SCHRIFTLICHE ANWEISUNG A: Ermittle jede Zeile der Datensätze unten, die die Zeichenfolge „white“ enthält, und gib diese Zeilen wieder. Groß- und Kleinschreibung ist zu beachten.

AUSZUG:
★ ★ ★ ★ ★ ★ ★
Glaube daß der Angler diesen See sehr gut kennt und daher auch genau die Schonzeiten!! 

An dieser Stelle kann man dem Fänger nur ein dickes Petri für diese zwei Koffer wünschen!! Respekt!!!


----------



## Schluchseeler (27. März 2007)

*AW: In einem Monat zwei Rekordfische*

Ihr seid echt solche Neidhammel#d

Ich selbst angel am Schluchsee (hab eine Jahreskarte)

und der Fänger kennt sehr wohl die Schonzeiten!

Forellen haben eine Schonzeit bis zum 28.02
Und Zander erst ab dem 01. 04

Also was wollt ihr denn?

KLar über Schonzeiten lässt sich streiten, aber man muss auch nicht immer nur vom negativsten ausgehen....

Also gönnt doch anderen Anglern ihren Erfolg.
Ich sag nur PETRI HEIL dem Fänger!

Solche Fische will ich im Schluchsee auch mal erwischen|rolleyes


----------



## Leif (27. März 2007)

*AW: In einem Monat zwei Rekordfische*



Schluchseeler schrieb:


> Ihr seid echt solche Neidhammel#d
> 
> Ich selbst angel am Schluchsee (hab eine Jahreskarte)
★ ★ ★ ★ ★ ★ ★
Datensätze beschrifteter Punkte
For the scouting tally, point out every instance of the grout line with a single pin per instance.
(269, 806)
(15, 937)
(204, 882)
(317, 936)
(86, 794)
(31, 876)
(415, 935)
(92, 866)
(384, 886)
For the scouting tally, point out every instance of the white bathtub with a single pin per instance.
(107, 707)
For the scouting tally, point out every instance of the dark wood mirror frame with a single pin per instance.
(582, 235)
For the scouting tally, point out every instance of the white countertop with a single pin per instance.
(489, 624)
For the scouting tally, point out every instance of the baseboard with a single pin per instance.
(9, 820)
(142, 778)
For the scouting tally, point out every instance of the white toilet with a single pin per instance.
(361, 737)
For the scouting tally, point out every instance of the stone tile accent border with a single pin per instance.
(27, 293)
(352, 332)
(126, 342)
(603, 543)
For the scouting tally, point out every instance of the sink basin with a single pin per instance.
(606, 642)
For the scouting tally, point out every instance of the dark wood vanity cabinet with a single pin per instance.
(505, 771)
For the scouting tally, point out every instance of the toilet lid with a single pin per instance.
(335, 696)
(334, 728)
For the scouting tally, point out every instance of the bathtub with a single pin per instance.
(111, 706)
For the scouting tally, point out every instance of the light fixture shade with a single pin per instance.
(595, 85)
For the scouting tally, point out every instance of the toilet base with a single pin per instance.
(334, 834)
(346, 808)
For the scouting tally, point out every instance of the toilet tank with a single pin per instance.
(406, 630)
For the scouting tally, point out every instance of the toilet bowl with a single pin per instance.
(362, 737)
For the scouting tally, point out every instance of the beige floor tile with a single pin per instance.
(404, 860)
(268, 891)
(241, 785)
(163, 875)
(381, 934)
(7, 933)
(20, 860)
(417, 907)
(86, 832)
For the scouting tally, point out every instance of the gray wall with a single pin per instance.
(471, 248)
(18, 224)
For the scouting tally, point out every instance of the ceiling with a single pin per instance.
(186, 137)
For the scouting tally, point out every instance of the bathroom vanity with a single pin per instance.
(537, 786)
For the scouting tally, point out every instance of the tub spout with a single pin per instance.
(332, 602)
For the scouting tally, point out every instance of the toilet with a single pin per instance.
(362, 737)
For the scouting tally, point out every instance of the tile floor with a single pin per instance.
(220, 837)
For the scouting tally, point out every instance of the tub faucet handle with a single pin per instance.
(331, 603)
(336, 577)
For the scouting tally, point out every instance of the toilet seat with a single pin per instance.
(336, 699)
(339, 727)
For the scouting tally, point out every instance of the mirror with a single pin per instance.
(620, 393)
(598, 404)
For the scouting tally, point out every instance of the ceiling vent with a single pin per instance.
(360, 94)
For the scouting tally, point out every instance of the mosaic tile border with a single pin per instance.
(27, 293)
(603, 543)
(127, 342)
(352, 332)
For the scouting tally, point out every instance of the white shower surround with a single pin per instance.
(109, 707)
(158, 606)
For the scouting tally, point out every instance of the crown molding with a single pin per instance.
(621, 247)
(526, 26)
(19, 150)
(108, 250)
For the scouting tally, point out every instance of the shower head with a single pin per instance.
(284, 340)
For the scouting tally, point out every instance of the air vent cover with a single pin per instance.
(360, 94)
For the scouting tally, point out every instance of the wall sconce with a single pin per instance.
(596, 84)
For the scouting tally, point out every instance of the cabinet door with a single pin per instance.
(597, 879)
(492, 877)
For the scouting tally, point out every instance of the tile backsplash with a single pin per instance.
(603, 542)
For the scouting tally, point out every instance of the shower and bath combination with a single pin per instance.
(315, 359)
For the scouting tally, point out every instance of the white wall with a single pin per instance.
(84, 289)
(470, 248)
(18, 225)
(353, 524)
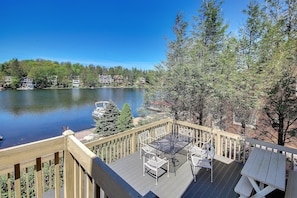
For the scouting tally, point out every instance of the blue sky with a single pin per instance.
(109, 33)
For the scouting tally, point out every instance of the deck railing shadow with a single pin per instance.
(81, 169)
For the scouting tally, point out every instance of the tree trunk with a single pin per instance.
(280, 139)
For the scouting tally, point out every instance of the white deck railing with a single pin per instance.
(81, 169)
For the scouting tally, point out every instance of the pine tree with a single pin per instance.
(125, 120)
(107, 124)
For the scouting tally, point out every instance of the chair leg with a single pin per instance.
(168, 169)
(157, 176)
(143, 166)
(194, 175)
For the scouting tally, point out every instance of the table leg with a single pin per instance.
(260, 191)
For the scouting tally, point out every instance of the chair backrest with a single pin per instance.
(186, 132)
(210, 151)
(160, 132)
(144, 137)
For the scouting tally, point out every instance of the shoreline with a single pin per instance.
(80, 135)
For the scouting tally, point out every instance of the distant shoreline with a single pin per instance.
(80, 135)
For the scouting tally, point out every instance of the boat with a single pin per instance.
(99, 109)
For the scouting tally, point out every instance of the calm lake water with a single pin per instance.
(27, 116)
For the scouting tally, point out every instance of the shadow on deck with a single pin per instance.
(226, 175)
(181, 184)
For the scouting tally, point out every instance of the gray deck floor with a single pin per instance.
(226, 175)
(181, 184)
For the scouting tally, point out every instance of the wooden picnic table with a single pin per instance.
(266, 171)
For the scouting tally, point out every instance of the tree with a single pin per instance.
(125, 120)
(281, 107)
(107, 124)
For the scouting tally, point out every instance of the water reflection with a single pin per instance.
(27, 116)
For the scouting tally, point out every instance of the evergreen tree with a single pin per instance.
(125, 120)
(107, 124)
(281, 106)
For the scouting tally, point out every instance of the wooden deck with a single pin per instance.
(181, 184)
(226, 175)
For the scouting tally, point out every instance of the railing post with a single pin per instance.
(218, 142)
(133, 142)
(68, 167)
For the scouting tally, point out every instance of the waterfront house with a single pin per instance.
(105, 79)
(76, 82)
(111, 167)
(119, 79)
(26, 84)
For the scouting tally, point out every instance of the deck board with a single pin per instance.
(226, 175)
(181, 184)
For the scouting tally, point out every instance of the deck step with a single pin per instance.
(244, 187)
(291, 190)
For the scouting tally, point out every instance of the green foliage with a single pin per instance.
(41, 71)
(125, 120)
(107, 123)
(209, 73)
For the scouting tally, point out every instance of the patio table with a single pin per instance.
(171, 144)
(266, 171)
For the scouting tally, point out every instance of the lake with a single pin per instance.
(32, 115)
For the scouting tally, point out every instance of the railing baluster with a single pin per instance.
(17, 180)
(9, 184)
(57, 175)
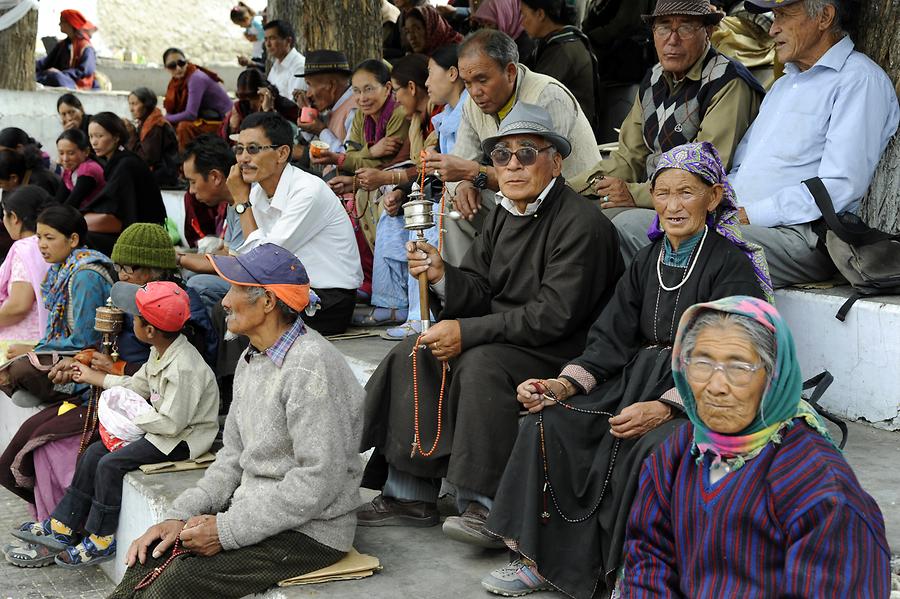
★ ★ ★ ★ ★ ★ ★
SCHRIFTLICHE ANWEISUNG B: Bis zu welchem Datum haben Forellen laut dem Auszug oben Schonzeit?

ERGEBNIS DER AUFGABE A:
For the scouting tally, point out every instance of the white bathtub with a single pin per instance.
For the scouting tally, point out every instance of the white countertop with a single pin per instance.
For the scouting tally, point out every instance of the white toilet with a single pin per instance.
For the scouting tally, point out every instance of the white shower surround with a single pin per instance.
For the scouting tally, point out every instance of the white wall with a single pin per instance.
For the scouting tally, point out every instance of the white deck railing with a single pin per instance.

ERGEBNIS DER AUFGABE B: Bis zum 28.02.